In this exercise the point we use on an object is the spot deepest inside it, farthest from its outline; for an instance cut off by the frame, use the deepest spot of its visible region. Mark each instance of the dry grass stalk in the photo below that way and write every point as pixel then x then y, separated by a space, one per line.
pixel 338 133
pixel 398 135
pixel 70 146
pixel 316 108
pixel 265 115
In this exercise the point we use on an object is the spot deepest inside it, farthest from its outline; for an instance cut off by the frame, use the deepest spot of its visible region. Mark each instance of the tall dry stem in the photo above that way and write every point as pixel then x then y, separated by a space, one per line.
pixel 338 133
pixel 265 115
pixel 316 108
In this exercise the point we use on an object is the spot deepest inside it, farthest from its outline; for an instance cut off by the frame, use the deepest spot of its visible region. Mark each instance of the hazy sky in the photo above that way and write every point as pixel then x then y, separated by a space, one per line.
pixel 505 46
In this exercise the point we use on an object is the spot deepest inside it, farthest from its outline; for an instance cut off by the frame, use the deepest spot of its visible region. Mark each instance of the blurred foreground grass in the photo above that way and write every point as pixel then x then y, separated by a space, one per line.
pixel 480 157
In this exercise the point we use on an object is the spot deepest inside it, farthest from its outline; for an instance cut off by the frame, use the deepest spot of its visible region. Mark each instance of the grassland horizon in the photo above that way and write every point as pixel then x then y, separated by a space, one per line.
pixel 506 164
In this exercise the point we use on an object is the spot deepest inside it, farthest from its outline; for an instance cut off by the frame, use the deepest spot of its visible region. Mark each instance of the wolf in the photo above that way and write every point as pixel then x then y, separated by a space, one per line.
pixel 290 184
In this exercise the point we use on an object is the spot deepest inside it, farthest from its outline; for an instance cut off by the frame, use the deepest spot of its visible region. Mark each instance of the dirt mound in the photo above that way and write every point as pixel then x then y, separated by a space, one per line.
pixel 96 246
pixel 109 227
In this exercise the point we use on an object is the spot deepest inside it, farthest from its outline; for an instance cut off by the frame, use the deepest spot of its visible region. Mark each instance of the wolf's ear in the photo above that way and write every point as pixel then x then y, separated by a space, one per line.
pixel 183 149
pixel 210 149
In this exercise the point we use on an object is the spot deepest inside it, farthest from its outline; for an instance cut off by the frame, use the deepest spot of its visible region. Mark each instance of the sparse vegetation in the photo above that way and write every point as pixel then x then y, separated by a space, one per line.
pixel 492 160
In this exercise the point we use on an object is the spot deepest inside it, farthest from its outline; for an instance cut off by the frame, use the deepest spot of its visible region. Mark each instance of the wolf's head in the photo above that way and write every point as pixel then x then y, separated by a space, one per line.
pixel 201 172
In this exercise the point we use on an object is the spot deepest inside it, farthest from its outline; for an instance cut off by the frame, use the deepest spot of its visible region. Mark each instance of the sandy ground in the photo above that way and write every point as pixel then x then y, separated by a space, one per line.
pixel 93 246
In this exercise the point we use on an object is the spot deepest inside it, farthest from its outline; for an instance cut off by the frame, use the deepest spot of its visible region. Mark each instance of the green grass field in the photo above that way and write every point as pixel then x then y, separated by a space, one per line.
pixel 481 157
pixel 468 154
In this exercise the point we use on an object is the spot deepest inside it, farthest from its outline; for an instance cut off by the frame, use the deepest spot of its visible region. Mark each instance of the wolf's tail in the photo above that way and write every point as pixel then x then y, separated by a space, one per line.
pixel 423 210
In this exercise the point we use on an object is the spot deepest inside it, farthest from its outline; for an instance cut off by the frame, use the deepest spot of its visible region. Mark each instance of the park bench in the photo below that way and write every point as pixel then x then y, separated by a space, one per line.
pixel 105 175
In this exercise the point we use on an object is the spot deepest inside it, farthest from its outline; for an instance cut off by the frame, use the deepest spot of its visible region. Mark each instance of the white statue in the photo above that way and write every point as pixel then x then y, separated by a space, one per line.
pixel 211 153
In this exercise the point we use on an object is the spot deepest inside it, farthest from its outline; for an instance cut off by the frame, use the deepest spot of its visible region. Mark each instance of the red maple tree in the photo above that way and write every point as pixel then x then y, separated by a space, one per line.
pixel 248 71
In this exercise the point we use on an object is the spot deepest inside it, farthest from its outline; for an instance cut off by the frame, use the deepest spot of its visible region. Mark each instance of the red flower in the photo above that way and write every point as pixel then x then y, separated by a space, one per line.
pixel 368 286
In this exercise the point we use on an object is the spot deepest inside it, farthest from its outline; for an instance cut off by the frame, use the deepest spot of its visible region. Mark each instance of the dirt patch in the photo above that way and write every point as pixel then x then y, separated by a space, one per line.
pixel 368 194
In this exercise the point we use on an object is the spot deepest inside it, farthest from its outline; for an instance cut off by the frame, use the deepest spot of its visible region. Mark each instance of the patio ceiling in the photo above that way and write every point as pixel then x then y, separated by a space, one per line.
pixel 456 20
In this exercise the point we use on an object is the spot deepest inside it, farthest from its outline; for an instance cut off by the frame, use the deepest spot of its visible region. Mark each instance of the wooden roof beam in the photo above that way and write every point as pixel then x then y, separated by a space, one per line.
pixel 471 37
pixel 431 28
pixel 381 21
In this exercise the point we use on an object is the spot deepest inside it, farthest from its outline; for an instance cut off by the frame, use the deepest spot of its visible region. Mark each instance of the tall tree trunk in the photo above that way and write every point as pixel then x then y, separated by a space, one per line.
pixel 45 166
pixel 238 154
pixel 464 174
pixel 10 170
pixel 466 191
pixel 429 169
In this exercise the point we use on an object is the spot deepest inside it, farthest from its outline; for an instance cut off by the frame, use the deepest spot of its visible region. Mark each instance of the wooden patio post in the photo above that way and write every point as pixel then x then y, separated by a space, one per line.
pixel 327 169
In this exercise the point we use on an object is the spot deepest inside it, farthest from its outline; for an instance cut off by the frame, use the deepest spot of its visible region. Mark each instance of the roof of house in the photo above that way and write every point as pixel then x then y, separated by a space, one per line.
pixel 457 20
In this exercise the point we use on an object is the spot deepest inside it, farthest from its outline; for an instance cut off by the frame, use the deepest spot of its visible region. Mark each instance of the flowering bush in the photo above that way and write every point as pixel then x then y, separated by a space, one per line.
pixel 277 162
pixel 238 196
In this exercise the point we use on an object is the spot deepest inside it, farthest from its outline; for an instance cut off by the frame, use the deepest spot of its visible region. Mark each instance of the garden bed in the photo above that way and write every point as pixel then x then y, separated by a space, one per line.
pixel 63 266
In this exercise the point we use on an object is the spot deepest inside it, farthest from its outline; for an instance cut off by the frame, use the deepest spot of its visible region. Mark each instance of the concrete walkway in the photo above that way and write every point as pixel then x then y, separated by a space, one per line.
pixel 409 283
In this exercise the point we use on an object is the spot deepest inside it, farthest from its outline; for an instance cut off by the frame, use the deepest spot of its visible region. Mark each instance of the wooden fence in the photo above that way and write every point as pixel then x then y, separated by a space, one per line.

§

- What is being asked
Recast as a Markdown table the lines beginning with the one containing "the red flower" and continuing through the one containing "pixel 368 194". Use two columns, Entry for a running number and Text for the line itself, and omit any blank lines.

- Written response
| Entry | Text |
|---|---|
| 1 | In this exercise the point we use on an object is the spot deepest inside it, farthest from its outline; for an instance cut off by the frame, use the deepest spot of its visible region. Mark each instance of the red flower in the photo above that way and write every point as pixel then x then y, separated by a space, one per line. |
| 2 | pixel 368 286 |
| 3 | In this exercise the point we use on an object is the spot deepest inside it, farthest from its outline; for an instance cut off by the frame, use the deepest spot of its visible region. Mark each instance of the dirt patch in the photo above that way and write every point as pixel then x then y, separated by a space, one per line. |
| 4 | pixel 368 194 |